# DATASET CONTENT
********
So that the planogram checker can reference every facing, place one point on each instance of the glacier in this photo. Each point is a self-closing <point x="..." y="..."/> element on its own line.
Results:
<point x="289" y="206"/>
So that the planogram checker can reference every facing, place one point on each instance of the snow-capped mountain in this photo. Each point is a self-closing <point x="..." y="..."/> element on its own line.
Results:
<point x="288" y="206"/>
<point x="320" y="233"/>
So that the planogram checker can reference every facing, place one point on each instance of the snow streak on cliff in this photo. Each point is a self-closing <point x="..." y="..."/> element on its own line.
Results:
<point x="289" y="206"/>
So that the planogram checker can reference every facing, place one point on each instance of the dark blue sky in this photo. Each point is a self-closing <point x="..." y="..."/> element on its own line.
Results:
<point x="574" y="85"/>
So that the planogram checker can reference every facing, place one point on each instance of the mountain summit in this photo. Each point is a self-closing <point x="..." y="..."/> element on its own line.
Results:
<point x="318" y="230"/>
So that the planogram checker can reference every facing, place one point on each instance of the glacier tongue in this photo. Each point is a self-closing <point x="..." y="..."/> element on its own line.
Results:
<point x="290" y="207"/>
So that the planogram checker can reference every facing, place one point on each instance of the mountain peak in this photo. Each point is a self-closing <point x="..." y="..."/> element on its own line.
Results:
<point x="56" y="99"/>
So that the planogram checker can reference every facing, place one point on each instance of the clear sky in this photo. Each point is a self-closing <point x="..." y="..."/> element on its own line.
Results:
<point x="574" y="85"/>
********
# EXERCISE GOAL
Write out each entry above exactly as it is written.

# SOLUTION FOR THIS EXERCISE
So that the planogram checker can reference every facing, place one point on each instance of the glacier in this photo. Each point is a self-closing <point x="..." y="..."/> element on its own line.
Results:
<point x="289" y="206"/>
So that the planogram checker can reference every facing, place one point on each instance of the snow-capped mountain in this photo. Each point is a self-closing <point x="..." y="..."/> element on its own line.
Results:
<point x="288" y="206"/>
<point x="320" y="233"/>
So that the planogram checker can reference every facing, place one point on each instance of the snow streak on cliff in this photo. Each point is a self-closing <point x="..." y="..."/> element on its own line.
Results:
<point x="289" y="206"/>
So that the planogram checker can reference every facing, place one point on each instance of the dark blue sky in this photo. Each point is a self-closing <point x="..." y="..."/> element on its own line.
Results:
<point x="574" y="85"/>
So that the planogram checker can reference every facing, place one point on each instance of the mountain summit in this photo. Each point is a self-closing <point x="..." y="..."/> element on its own line.
Results:
<point x="318" y="230"/>
So that the planogram checker can reference every facing, place one point on each instance of the glacier tongue in this photo. Each point is a self-closing <point x="..." y="..."/> element on its own line.
Results:
<point x="290" y="207"/>
So that the planogram checker can reference every facing, place one point on each instance of the mountain peak in this photo. Each point is a self-closing <point x="..." y="..."/> element on its own line.
Results:
<point x="56" y="99"/>
So that the planogram checker can reference every facing, place one point on each instance of the clear sky in this photo. Each point is a self-closing <point x="..." y="..."/> element on its own line.
Results:
<point x="574" y="85"/>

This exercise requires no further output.